» DIRECTIONS
What lines of the listing below contain the word "wooden"? Copy each of them out.

» EXERCISE MATERIALS
↓↓↓

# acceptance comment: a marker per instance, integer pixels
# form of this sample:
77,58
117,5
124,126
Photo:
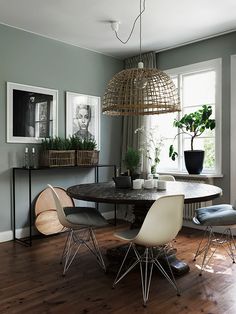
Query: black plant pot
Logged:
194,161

↑↑↑
↓↓↓

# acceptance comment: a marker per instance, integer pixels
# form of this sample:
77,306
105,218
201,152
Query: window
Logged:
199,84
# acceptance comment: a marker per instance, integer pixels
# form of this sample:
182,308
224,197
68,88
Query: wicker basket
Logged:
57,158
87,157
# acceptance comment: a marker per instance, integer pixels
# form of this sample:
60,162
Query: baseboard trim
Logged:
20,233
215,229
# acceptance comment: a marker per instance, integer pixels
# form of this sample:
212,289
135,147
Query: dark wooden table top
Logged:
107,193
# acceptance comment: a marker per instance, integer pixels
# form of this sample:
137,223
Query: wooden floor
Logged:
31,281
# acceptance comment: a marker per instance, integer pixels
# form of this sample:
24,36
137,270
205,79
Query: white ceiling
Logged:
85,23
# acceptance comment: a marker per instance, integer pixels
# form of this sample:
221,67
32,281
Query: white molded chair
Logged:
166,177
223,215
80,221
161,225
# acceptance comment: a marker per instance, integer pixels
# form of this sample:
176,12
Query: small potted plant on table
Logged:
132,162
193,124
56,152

↑↑↑
↓↓↓

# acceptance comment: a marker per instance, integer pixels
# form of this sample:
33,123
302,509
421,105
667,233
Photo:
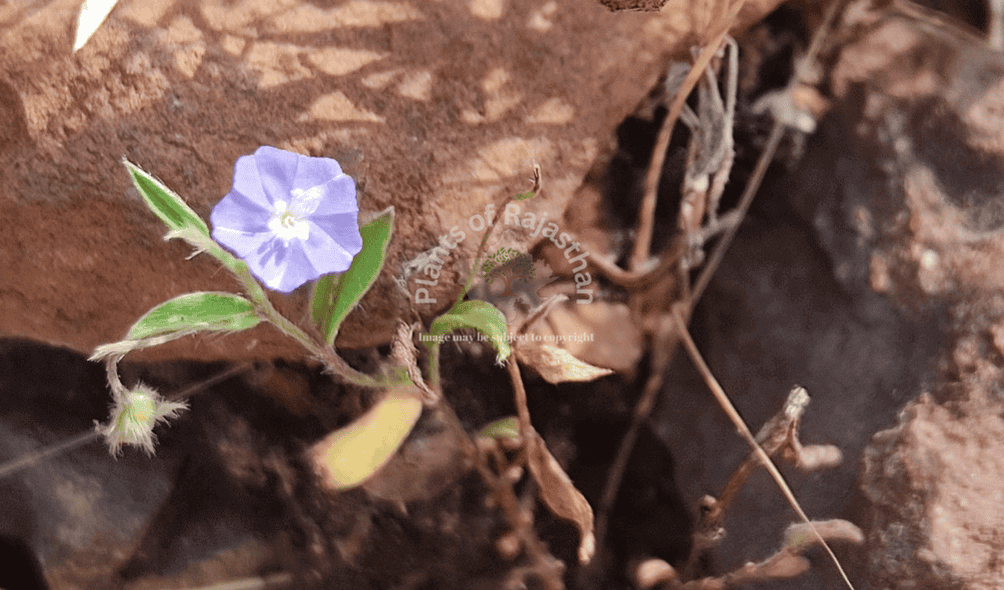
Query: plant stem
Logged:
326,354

↑↑↑

» REPLY TO THE TASK
Query: dark wooden table top
Query: wooden floor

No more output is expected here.